What the exercise asks: Counting every line in the entries below where the word "query" occurs, report how many there are. Give only that number.

Entries taken from a collection:

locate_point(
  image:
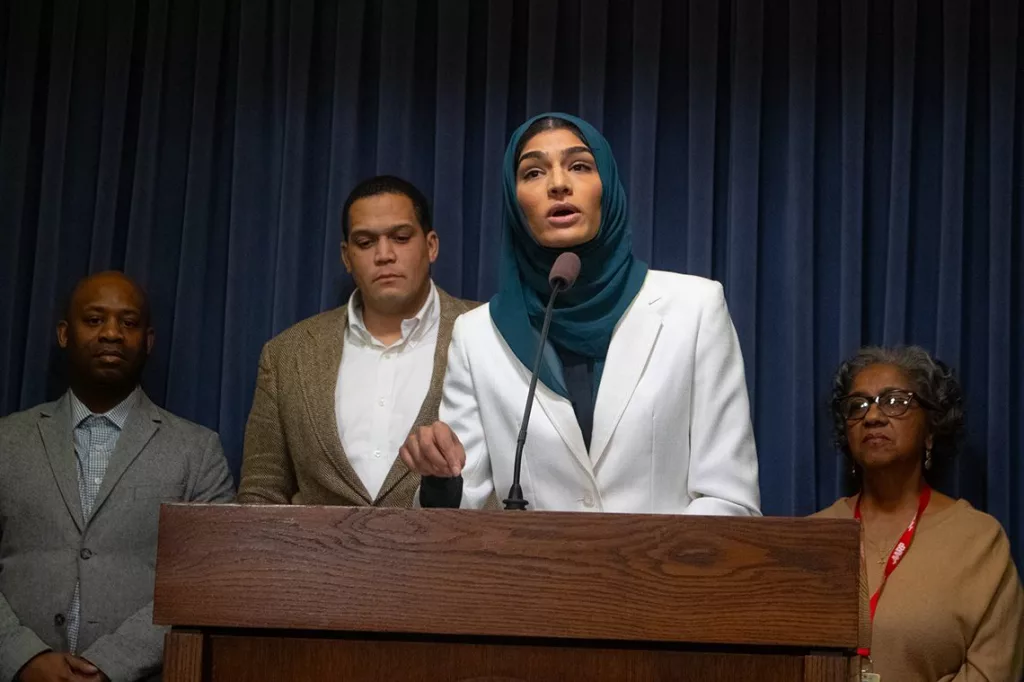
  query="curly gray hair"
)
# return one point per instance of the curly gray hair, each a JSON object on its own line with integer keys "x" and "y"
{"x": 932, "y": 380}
==
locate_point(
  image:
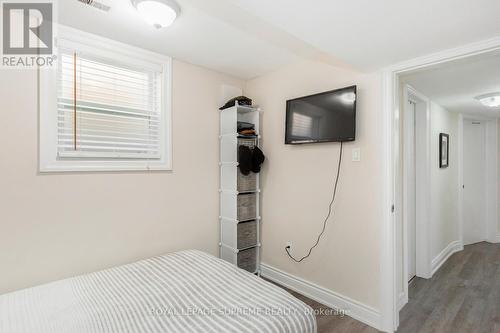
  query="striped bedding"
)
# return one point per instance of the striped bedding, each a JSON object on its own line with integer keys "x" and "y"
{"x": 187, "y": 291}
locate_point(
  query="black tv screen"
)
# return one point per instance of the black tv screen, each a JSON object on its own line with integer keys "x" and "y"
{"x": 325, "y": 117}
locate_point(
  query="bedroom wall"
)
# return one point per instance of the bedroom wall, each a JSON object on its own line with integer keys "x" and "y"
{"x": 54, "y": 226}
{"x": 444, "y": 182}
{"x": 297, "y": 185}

Answer: 4